PROVIDED TEXT:
Jewish comedian Helen Lederer is one of seven celebrity ‘pilgrims’ to star in upcoming BBC reality show promoting interfaith dialogue
April 15, 2025 15:45A Jew, a Catholic, an agnostic and a Muslim embark on a two-week hike in the Alps, armed with nothing but backpacks and a hunger for spiritual connection.
This is not the set up for an indecorous joke but the premise of BBC’s latest season of Pilgrimage, the reality show that sends a gaggle of celebrities from different religious backgrounds on an interfaith trek along a historic pilgrimage route.
In the show’s seventh season coming to BBC Two and iPlayer later this month, seven celebrities journey 300km across the breathtaking Austrian and Swiss Alps, following a revived medieval Catholic passage beginning just outside Innsbruck on the Austrian Camino and finishing at the Einsiedeln Abbey near Lake Zurich in Switzerland, a destination that attracts almost a million pilgrims and visitors every year.
Taking part in the pilgrimage are actor-comedian Helen Lederer, 70, who comes from a mixed Jewish-Protestant background; The Traitors season two winner Harry Clark, 24, who is a practising Catholic; singer from boy band The Wanted Jay McGuiness, 34, who is agnostic; stand-up comedian Daliso Chaponda, 45, who grew up in a Christian family but is exploring the Baha’i faith; presenter Jeff Brazier, 45, who was raised Catholic but now identifies as spiritual; retired Paralympian and practising Christian Stef Reid, 40; and journalist Nelufar Hedayat, 37, who identifies as a modern Muslim.
“It’s very rare to see people who might be known in other guises actually sit round and talk about their faith, this very intimate thing,” said Lederer, whose Czech-Jewish father’s side of the family was largely decimated by the Holocaust.
Lederer said her Protestant mother had her christened as a child and, though she felt a cultural connection to her Jewish background, her father and paternal grandparents never talked about faith.
“Being a mix means that you have respect for both things and there is a particular quality I'm learning and feeling more as I get even older, that you can't shed your background,” Lederer said. “So, with my mixed background, with all the pain of my family that isn't mine, but theirs, I want to be able to turn it into something that will give me a bit of peace.”

INFORMATION SUPPLIED:
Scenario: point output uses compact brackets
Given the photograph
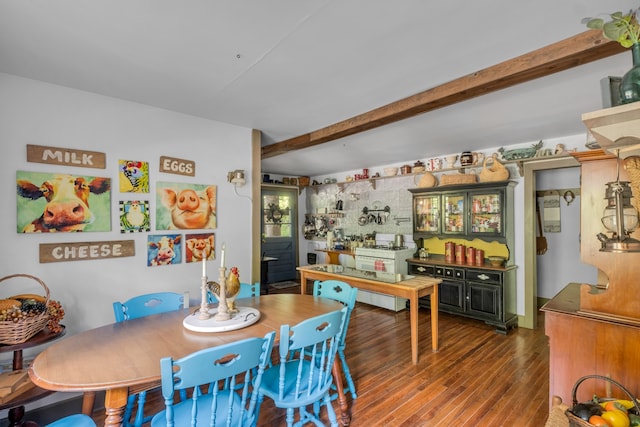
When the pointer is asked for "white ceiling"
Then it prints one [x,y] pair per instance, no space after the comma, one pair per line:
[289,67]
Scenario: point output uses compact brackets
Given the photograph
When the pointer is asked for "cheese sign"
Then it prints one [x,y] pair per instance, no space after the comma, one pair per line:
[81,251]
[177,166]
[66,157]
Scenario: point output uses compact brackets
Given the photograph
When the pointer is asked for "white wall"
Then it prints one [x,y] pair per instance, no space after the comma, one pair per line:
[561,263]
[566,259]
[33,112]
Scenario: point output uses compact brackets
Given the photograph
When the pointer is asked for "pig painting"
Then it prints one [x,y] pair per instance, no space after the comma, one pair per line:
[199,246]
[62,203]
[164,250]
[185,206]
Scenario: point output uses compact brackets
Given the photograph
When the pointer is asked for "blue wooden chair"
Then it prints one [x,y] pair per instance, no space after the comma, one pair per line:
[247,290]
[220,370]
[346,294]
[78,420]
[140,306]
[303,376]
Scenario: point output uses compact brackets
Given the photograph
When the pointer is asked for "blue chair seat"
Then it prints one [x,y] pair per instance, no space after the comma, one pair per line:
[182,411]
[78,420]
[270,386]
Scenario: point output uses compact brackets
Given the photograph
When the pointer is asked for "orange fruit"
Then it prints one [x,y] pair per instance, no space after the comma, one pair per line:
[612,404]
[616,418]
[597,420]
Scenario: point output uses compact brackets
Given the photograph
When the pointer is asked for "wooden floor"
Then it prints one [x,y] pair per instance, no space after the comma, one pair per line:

PROBLEM SET:
1 – In the article about the BBC show Pilgrimage, rewrite the paragraph beginning "Taking part in the pilgrimage" as a bulleted list of the participants.
2 – According to the article about the BBC show Pilgrimage, where does the celebrities' route finish?
3 – Translate this sentence from the article about the BBC show Pilgrimage into Spanish: "Lederer said her Protestant mother had her christened as a child and, though she felt a cultural connection to her Jewish background, her father and paternal grandparents never talked about faith."
The material is not needed for any of the work here.

TASK-BY-TASK OUTPUTS:
1 –
- Helen Lederer, 70, actor-comedian from a mixed Jewish-Protestant background
- Harry Clark, 24, winner of The Traitors season two, practising Catholic
- Jay McGuiness, 34, singer from the boy band The Wanted, agnostic
- Daliso Chaponda, 45, stand-up comedian raised in a Christian family, now exploring the Baha'i faith
- Jeff Brazier, 45, presenter raised Catholic who now identifies as spiritual
- Stef Reid, 40, retired Paralympian and practising Christian
- Nelufar Hedayat, 37, journalist who identifies as a modern Muslim

2 – The route finishes at the Einsiedeln Abbey near Lake Zurich in Switzerland.

3 – Lederer dijo que su madre protestante la hizo bautizar de niña y que, aunque sentía una conexión cultural con sus raíces judías, su padre y sus abuelos paternos nunca hablaban de la fe.